● PROBLEM TO WORK ON: What needs transcribing is the line with "of the blonde" and every line after it to the end of the records, exactly and alone, with no pictures.

● DATA SUPPLIED:
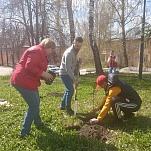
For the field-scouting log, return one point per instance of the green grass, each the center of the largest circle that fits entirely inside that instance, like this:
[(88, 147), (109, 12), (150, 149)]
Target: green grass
[(133, 135)]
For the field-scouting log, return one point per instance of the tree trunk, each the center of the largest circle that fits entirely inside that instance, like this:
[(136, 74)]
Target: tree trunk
[(71, 21), (93, 45), (123, 36)]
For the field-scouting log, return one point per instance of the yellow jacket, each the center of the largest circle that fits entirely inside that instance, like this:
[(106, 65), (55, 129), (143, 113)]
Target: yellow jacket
[(105, 103)]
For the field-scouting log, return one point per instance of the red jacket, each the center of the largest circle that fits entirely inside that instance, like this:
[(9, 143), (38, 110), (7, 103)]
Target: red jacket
[(30, 67)]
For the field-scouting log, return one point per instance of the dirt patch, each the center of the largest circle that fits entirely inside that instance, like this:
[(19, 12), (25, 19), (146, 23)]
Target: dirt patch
[(54, 94), (93, 132)]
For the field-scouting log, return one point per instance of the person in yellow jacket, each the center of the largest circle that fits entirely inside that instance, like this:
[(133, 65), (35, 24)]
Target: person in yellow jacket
[(119, 95)]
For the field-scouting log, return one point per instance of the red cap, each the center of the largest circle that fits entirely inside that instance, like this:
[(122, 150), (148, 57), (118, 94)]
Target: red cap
[(100, 80)]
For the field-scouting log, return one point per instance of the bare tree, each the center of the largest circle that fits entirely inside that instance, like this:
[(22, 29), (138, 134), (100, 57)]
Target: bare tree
[(71, 20), (93, 44), (124, 15)]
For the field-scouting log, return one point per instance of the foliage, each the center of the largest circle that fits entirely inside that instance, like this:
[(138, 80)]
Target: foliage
[(134, 134)]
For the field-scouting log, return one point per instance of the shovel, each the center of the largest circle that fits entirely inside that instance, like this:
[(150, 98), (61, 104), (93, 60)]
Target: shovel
[(75, 91), (75, 102)]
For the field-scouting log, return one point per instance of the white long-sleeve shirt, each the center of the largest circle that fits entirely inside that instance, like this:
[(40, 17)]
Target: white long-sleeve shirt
[(68, 63)]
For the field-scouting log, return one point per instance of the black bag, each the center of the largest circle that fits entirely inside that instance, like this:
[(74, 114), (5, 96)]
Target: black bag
[(49, 82), (112, 79)]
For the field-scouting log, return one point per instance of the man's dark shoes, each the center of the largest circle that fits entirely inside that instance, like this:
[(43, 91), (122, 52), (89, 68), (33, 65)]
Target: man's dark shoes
[(70, 112), (40, 125), (62, 108), (127, 116), (23, 136), (117, 122)]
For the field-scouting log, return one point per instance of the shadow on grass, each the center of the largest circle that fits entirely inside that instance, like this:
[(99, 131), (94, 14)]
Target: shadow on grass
[(68, 141), (141, 123)]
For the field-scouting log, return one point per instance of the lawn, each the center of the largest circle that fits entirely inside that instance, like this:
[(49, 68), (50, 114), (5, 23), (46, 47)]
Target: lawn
[(133, 135)]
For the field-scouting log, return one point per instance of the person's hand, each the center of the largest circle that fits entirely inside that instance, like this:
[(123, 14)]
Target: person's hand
[(47, 76), (93, 121), (95, 109)]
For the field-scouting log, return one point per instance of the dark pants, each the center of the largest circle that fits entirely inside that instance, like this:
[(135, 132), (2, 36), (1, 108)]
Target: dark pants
[(66, 99), (31, 97), (119, 104)]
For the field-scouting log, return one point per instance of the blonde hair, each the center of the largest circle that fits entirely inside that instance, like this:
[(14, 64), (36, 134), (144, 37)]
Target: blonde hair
[(48, 43)]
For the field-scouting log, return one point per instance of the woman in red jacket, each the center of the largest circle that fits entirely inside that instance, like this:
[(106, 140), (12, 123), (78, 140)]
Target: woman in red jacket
[(26, 79)]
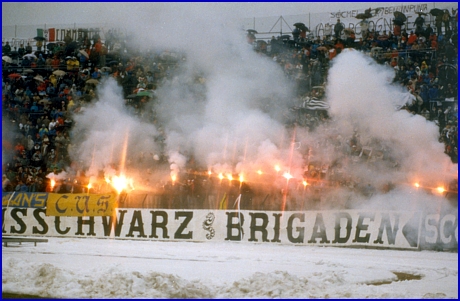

● SOLUTION FOR THIS PROBLEM:
For the field-scouting log, return one point per instance of the blonde hair, each the center of the largest circle that fits entirely inside that instance, like this:
[(14, 64), (36, 134), (144, 37)]
Target: blonde hair
[(48, 43)]
For the field-scouting log, return one point per instance of the woman in red jacket, each the center of the largest circle that fits entirely inside that instance, like this:
[(106, 140), (12, 123), (78, 140)]
Target: woman in red jacket
[(26, 79)]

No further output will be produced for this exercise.